Given passage

^^^^^^^^^^^^^^^^

Ionian Enlightenment

The Ionian Enlightenment[1] was a set of advances in scientific thought, explanations on nature, and discovering the natural and rational causes behind observable phenomena, that took place in archaic Greece beginning in the 6th century BC. This movement began on the Ionian coast of western Anatolia by small numbers of forward-thinking Greeks (see Ionian School and Milesian School) from cities such as Miletus, Samos, and Halicarnassus.[2][3][4][5][6] They saw the world as something ordered and intelligible, its history following an explicable course and its different parts arranged in a comprehensible system. Most historians agree that Thales, one of the Seven Sages of Greece, started this movement by predicting a solar eclipse that actually occurred, though some believe this feat to be false.

Map of ancient Ionia, on the eastern side of the Aegean Sea.

Miletus

The Greek city of Miletus was the birthplace of Greek philosophy and Western scientific thought. Their culture combined the best of a resurgent Greek civilization with borrowings from Egypt and the Middle East. Internally, the politics of the Milesians were of faction, strife, and bloody revolution; externally, they were neighbored by two powerful empires in the Lydians and Persians. Despite these unfavorable circumstances, the Milesians were commercially indefatigable. With its three harbors and progeny of daughter colonies, Miletus was the “Jewel of Ionia.” They traded not only with the Eastern empires, but also with Egypt; they sent out numerous colonies to settle in Thrace and along the coast of the Black Sea; and they had connections with Sybaris in southern Italy. Miletus bred Thales, Anaximander, and Anaximenes; the first three philosophers. Miletus was an essential location for this intellectual revolution to flourish because they had connections with the great civilizations of Egypt, Mesopotamia, and Anatolia which in turn allowed for a vast array of exchange of goods and ideas from across the Mediterranean and three continents.

^^^^^^^^^^^^^^^^

Data in this exercise
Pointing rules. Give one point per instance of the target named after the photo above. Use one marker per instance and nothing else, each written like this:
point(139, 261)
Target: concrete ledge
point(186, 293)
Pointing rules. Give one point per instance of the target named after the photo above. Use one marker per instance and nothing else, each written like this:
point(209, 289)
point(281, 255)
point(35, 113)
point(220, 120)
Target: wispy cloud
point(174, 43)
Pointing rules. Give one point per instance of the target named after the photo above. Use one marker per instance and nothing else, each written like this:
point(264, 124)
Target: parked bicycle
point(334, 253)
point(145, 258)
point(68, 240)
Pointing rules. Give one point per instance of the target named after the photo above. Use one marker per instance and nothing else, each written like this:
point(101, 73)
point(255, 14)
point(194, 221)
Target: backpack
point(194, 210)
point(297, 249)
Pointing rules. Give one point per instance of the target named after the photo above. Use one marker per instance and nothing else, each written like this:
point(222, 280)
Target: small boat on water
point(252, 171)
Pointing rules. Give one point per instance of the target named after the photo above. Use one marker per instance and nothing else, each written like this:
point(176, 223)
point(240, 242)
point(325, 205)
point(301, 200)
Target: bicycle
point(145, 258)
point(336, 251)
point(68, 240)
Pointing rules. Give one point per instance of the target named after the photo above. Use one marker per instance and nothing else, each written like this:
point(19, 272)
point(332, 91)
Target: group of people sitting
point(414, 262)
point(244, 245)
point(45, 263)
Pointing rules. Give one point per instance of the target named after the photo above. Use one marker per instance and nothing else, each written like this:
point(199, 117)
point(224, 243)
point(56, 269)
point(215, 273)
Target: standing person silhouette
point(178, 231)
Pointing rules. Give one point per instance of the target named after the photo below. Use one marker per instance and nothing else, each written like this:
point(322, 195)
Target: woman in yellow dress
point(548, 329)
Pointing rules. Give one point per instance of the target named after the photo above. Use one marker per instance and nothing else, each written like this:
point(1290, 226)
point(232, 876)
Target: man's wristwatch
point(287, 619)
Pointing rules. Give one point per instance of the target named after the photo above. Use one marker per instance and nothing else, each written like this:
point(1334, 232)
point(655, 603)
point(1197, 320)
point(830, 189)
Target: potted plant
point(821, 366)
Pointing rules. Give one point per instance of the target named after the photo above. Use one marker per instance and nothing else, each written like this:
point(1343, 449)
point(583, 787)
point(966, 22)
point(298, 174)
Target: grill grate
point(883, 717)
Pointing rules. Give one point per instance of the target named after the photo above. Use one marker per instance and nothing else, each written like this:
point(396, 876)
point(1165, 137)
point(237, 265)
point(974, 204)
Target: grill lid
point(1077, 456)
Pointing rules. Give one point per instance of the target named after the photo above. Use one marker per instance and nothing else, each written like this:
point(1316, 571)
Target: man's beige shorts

^^^^^^^^^^^^^^^^

Task instructions
• a. Answer these questions from the passage on the Ionian Enlightenment:
(i) On what coast did the movement begin?
(ii) How many harbors did Miletus have?
(iii) Which three philosophers came from Miletus?
• b. Find every line in the rows that contains the string "grill", matching case exactly, and copy each one.

Exercise results
• a.
(i) The Ionian coast of western Anatolia
(ii) Three
(iii) Thales, Anaximander, and Anaximenes

• b.
Target: grill grate
Target: grill lid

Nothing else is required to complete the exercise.